Après l’évocation de Serge Gainsbourg et Alain Bashung, du chorégraphe Jean‑Claude Gallotta, avec un spectacle créé en 2009, et repris pour l’ouverture, mardi 16 avril, du Printemps de Bourges, c’est un autre cher disparu de la chanson qui était au programme, mercredi, du festival. Jacques Higelin, mort le 6 avril 2018, avait été de la première édition du Printemps, en 1977. Le public avait grandi avec lui, le fêtant à chaque retour, dès 1979, puis une ou deux fois à chaque décennie suivante.

L’émotion se diffuse dès le début avec Izïa et Arthur H interprétant en duo « Je ne peux plus dire je t’aime »

Sa mort était encore trop proche pour qu’en 2018 le festival le célèbre. Nous voici, un an plus tard, conviés par ses enfants Izia, chanteuse, Arthur H, chanteur et pianiste, et Kên, acteur et metteur en scène, et leurs invités à « Jacques, Joseph, Victor dort ». Même titre, avec les trois prénoms du chanteur et pianiste, que celui de la série de concerts d’Higelin au Cirque d’hiver, du 14 décembre 1981 au 13 février 1982, longues soirées folles avec section de vents, danseuses et danseurs (dont Jean Babilée pour un solo), Armande Altaï, guitares rock et improvisations au-delà de la nuit.

▸ **Données enregistrées**:

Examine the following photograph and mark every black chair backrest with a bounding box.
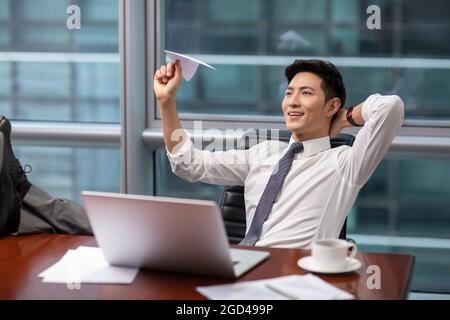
[221,129,355,243]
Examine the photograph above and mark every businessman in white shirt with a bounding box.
[154,60,404,248]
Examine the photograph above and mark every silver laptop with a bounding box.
[81,191,269,278]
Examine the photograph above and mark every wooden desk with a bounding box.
[0,235,414,300]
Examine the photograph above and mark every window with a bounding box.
[0,0,120,123]
[0,0,120,202]
[161,0,450,121]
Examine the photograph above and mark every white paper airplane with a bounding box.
[164,50,217,81]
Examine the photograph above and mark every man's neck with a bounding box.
[293,132,329,142]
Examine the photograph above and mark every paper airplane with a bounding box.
[164,50,217,81]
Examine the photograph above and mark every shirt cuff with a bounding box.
[165,130,192,160]
[361,93,380,122]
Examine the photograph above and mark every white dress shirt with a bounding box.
[167,94,404,248]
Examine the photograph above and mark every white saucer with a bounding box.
[297,256,361,273]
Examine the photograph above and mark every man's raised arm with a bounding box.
[330,94,404,186]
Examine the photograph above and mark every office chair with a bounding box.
[220,129,355,243]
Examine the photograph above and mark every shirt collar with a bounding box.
[289,135,331,157]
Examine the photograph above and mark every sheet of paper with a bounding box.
[196,274,354,300]
[164,50,217,81]
[38,246,139,284]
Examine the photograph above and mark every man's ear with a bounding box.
[326,97,341,117]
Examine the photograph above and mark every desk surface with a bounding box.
[0,235,414,300]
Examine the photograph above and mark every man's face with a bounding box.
[282,72,332,140]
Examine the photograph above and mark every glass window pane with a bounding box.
[268,0,326,24]
[163,0,450,120]
[0,0,10,22]
[0,62,11,97]
[348,155,450,292]
[14,146,120,204]
[0,27,10,46]
[0,0,120,122]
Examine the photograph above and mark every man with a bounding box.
[154,60,404,248]
[0,115,92,236]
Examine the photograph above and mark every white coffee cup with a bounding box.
[311,239,358,270]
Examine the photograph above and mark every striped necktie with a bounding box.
[239,142,303,246]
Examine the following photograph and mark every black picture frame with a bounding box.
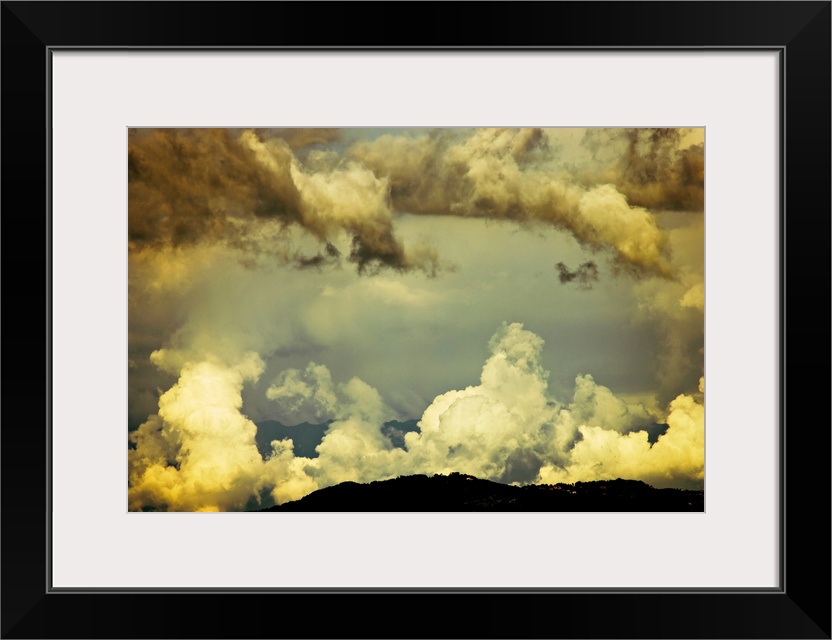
[0,1,832,638]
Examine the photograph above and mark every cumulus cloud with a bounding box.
[129,323,704,511]
[128,129,704,511]
[128,129,693,277]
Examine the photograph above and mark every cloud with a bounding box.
[128,129,439,272]
[129,323,704,511]
[540,388,705,488]
[348,129,672,277]
[128,351,270,511]
[555,260,598,289]
[582,128,705,212]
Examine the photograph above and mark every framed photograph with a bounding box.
[0,2,830,638]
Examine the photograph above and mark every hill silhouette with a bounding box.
[254,473,705,512]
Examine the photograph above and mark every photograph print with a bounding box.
[127,128,705,517]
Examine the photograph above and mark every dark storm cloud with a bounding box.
[555,260,598,289]
[584,128,705,211]
[128,129,437,272]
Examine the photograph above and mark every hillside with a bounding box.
[255,473,704,512]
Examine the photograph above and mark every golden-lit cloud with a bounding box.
[128,128,705,511]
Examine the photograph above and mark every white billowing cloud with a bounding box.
[540,388,705,488]
[130,323,704,511]
[569,375,655,433]
[128,351,270,511]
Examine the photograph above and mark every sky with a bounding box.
[128,128,705,511]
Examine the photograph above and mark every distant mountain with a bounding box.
[254,473,705,512]
[254,420,419,458]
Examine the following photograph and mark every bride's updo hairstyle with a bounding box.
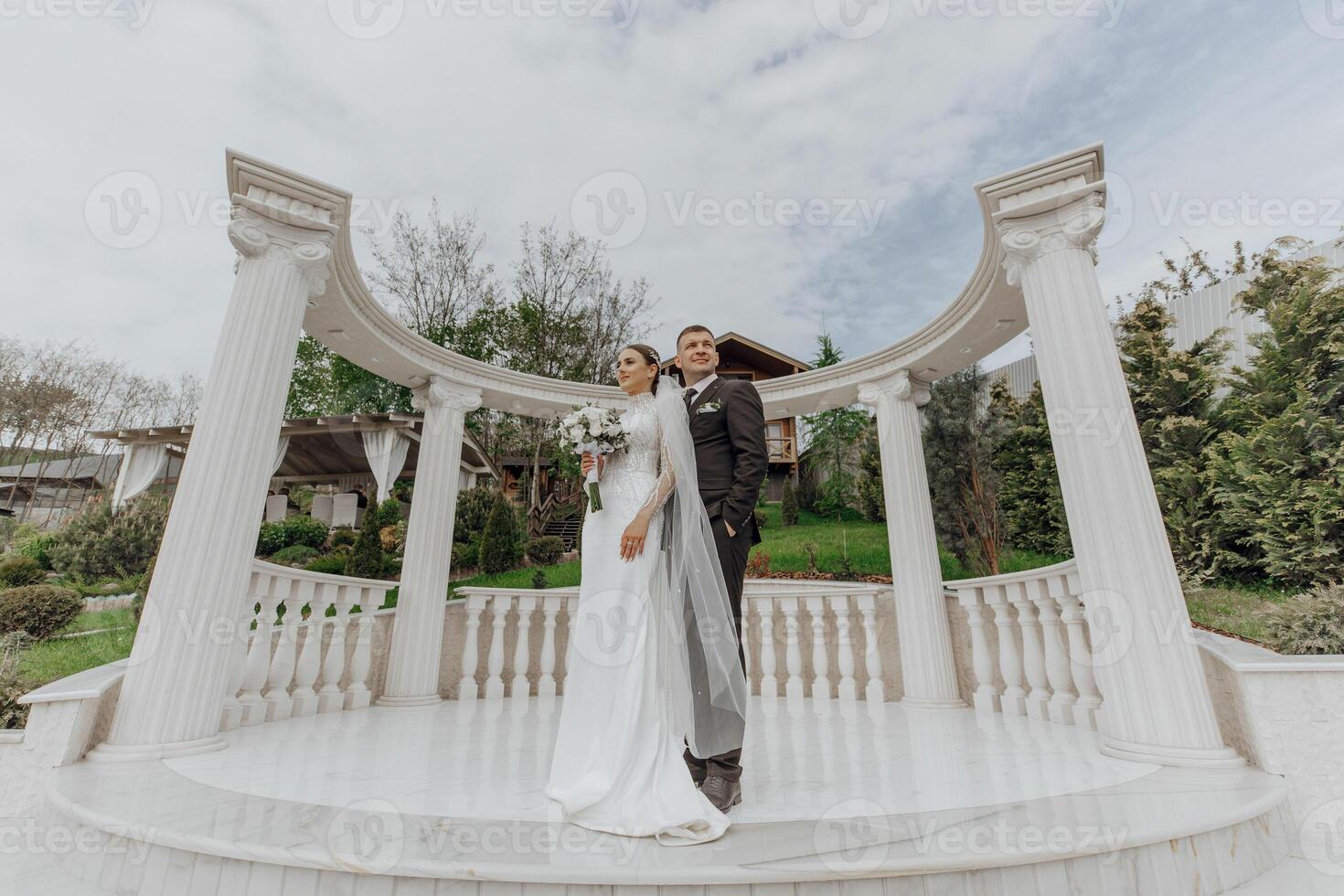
[621,343,663,395]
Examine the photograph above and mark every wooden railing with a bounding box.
[946,560,1102,731]
[445,579,891,701]
[219,560,397,731]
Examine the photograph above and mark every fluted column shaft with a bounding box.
[90,203,334,761]
[859,371,965,707]
[997,184,1241,765]
[378,376,481,707]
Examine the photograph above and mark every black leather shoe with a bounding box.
[700,775,741,811]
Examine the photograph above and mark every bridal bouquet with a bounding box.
[560,404,625,510]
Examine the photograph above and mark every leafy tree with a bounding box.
[803,333,869,516]
[346,507,386,579]
[923,366,1003,575]
[990,380,1072,555]
[1211,244,1344,584]
[780,477,798,525]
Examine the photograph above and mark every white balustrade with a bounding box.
[946,560,1102,731]
[448,579,891,702]
[219,560,394,731]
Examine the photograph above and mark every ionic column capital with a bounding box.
[859,371,932,409]
[229,204,332,295]
[411,373,492,414]
[995,184,1106,286]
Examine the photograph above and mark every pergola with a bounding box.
[90,414,498,521]
[89,144,1242,765]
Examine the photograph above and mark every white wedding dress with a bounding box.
[544,393,729,845]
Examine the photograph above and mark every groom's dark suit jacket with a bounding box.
[689,376,770,550]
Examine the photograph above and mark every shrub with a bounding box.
[257,516,328,558]
[47,497,168,579]
[527,535,564,566]
[378,497,406,528]
[326,525,358,549]
[481,495,517,573]
[270,544,317,567]
[0,584,83,638]
[304,553,349,575]
[346,510,384,579]
[1262,584,1344,655]
[9,523,57,570]
[780,480,798,525]
[453,485,498,541]
[453,541,481,570]
[0,553,47,589]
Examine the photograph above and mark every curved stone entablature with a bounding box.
[226,144,1104,416]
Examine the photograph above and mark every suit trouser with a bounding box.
[686,516,752,782]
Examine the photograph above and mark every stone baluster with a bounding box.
[856,592,887,702]
[828,593,858,701]
[1027,576,1078,725]
[780,593,803,699]
[755,598,780,698]
[238,579,281,725]
[806,596,830,699]
[508,593,537,699]
[984,584,1027,716]
[537,595,561,699]
[1059,572,1102,731]
[317,584,357,712]
[1004,581,1050,721]
[957,586,998,712]
[457,593,489,699]
[346,584,381,709]
[485,593,514,699]
[289,583,338,716]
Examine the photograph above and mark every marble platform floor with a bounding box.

▸ **Consigne 1**: Recopiez fidèlement le passage de l'article sur l'hommage à Jacques Higelin qui va de « Sa mort était » jusqu'à « de la nuit. ».
▸ **Consigne 2**: Rédigez la suite de l'article sur l'hommage à Jacques Higelin au Printemps de Bourges, en reprenant après sa dernière phrase.
Le matériel qui précède est indépendant du texte d'étude.

▸ **Réponse attendue 1**:
Sa mort était encore trop proche pour qu’en 2018 le festival le célèbre. Nous voici, un an plus tard, conviés par ses enfants Izia, chanteuse, Arthur H, chanteur et pianiste, et Kên, acteur et metteur en scène, et leurs invités à « Jacques, Joseph, Victor dort ». Même titre, avec les trois prénoms du chanteur et pianiste, que celui de la série de concerts d’Higelin au Cirque d’hiver, du 14 décembre 1981 au 13 février 1982, longues soirées folles avec section de vents, danseuses et danseurs (dont Jean Babilée pour un solo), Armande Altaï, guitares rock et improvisations au-delà de la nuit.

▸ **Réponse attendue 2**:
Le Palais d’Auron n’est pas un cirque, mais le dispositif scénique en a un petit air. Devant la grande scène en hauteur, une volée de marches et un plateau au sol, avec le piano, les instruments de percussions. Avec Izia et Arthur H, chanteuses (Jeanne Cherhal, Camille, Jeanne Added) et chanteurs (Rodolphe Burger, Fred Poulet), instrumentistes (le pianiste Sébastien Cortella, le guitariste Alice Botté, le percussionniste Dominique Mahut…), acteurs (Mathieu Amalric pour deux lectures de souvenirs d’Higelin, Kên offrant, avec L’Innocence, un moment en suspension) font du piano un point central, s’installent sur les marches, dansent sur la scène.

Annoncée pour durer quatre-vingt-dix minutes, la célébration, joyeuse, émouvante, tendre, avec des embrassades, des souvenirs des unes et des autres, trop courte pour tel passage, trop longue pour tel autre (Irradié qui s’éternise, en fin de soirée, mais le public d’Higelin aimait aussi ses dérives), a dépassé les deux heures. Parti pris réussi. C’est plutôt le répertoire des ballades, des romances, des déclarations d’amour et d’amitié qui a été choisi. Avec, ici et là, Higelin le feu follet, en héritier de Charles Trenet, que l’on retrouve dans Tombé du ciel, par Jeanne Cherhal ou Tête en l’air, par Camille et Jeanne Cherhal. Et l’Higelin rock, celui d’Avec la rage en d’dans, par Jeanne Added ou de Le Minimum, que la contrebassiste Sarah Murcia et Fred Poulet traitent avec retenue. Rodolphe Burger mène Cigarette, idéalement vers un blues boueux.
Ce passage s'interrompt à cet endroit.